On the Spread of Ideas: Four Roles and Four Traps 

Much progress in the world depends on the spread of ideas. There is no shortage of good ideas, and no shortage of bad ones, but ‘good’ and ‘bad’ are relative to our positions, and success and failure are not dependent on either. The success of an idea depends on a multitude of factors, such as the the multiverse of contexts in which it is introduced, the dominant paradigm, the nature of the related problem situation or opportunity, the quality of the idea itself, the communication of the idea, possible unwanted consequences, and the characteristics of the proponents and detractors.

The introduction of new ideas is fraught with peril. As noted by Walter Bagehot (British journalist), “One of the greatest pains to human nature is the pain of a new idea.” Similarly, Fredrik Baker (Danish writer and politician) observed that “whenever a new idea is developed … warfare immediately takes possession”.

The nature of this “warfare” affects the nature of roles (especially proponents and detractors) involved in the spread of new ideas, creating what Benjamin P. Taylor calls “ego traps” in his blog. In the context of systems thinking and practice, Taylor wrote a “lighthearted and conceptual piece intended to communicate something important” – how we might ‘go wrong’ with the spread of an idea, theory or method. This was co-developed at an Systems and Complexity in Organisation (SCiO) board meeting. Taylor describes four “ego traps that lie in wait as you enter into any powerful field of knowledge”. These (albeit stereotyped) ‘ego traps’ are evident in the world of idea-spreading about work and business (and associated goals such as safety, quality, health, productivity, and so on), and are amplified via social media. The ego traps are naive enthusiasts, oversimplifying popularisers, gooroos, and curmudgeons, each mapped onto a matrix. “Each of the types will poison the field and put others off, if you’re not careful”, notes Taylor. We might also think of these as ‘shadow roles’.

### [Problem 1]
Answer these from the piece on the spread of ideas:
(a) Who is quoted as saying that one of the greatest pains to human nature is the pain of a new idea?
(b) At what kind of meeting was Taylor's piece co-developed?
(c) What four ego traps does Taylor name?
### [Problem 2]
Carry the piece on the spread of ideas forward from its final sentence, keeping its tone and subject.

### [Supplied information]
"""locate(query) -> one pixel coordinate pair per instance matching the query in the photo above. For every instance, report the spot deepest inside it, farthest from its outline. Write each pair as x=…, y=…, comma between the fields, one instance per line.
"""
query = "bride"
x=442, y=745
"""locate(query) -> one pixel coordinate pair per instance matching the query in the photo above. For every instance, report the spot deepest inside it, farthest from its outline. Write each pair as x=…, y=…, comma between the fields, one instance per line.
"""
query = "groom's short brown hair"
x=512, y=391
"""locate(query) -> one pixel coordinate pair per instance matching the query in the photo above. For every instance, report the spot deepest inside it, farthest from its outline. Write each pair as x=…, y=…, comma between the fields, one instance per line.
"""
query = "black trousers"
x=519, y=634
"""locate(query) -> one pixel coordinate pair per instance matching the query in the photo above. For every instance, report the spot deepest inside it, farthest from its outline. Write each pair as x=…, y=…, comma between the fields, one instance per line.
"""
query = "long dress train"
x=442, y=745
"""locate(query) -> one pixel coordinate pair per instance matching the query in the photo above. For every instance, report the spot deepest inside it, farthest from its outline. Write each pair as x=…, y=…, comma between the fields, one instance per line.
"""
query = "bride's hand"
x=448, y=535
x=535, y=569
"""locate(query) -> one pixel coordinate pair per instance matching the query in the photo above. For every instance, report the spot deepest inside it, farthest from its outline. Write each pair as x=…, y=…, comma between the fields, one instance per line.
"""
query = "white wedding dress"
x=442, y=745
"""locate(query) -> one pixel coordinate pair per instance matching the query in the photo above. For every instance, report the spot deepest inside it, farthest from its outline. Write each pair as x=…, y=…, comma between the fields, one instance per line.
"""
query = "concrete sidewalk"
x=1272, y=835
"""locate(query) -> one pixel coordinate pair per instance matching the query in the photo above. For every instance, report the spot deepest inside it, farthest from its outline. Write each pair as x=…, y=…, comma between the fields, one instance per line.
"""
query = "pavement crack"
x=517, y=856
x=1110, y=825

### [Task output 1]
(a) Walter Bagehot, a British journalist.
(b) A Systems and Complexity in Organisation (SCiO) board meeting.
(c) Naive enthusiasts, oversimplifying popularisers, gooroos, and curmudgeons.

### [Task output 2]
My interest turned towards the question of, to what activities and roles do these ego traps or shadow roles relate? So in this post, I describe four corresponding roles: implementers, promoters, innovators, and critics. The roles are not mutually exclusive, nor are they necessarily exhaustive, and we may adopt or identify with more than one. Importantly, all are essential to the development and spread of ideas, but each has associated traps. In reflecting on each role, we might usefully consider the following questions (inspired by Taylor):

  • To which roles are we most attracted?
  • Which associated activities do we tend to value and spend time on?
  • How might we move around the four roles where this is productive and helpful? How might help others to do so?
  • Which shadow sides or ego traps are we most at risk of falling into?
  • What behaviours are characteristic of these shadow sides or ego traps and how can we detect or mitigate them?
  • While shadow sides or ego traps are are most irritating to us when we observe them in others? What does this trigger in us, and why?
  • What other roles exist?

Implementers

Implementers want to apply new ideas actively to create change, via fellowship, compromise, and pragmatism. A metaphor for this role might be ‘hands’. Implementers are the students, followers, collaborators, and doers who make things happen and bring ideas to life. Without implementers, no new idea  – even a popular one – will progress beyond that. Of the four roles, implementers are the highest in number. This role includes all kinds of people, and we all adopt implementer roles for many ideas, without even realising it, but most of these are established ideas (which were once new).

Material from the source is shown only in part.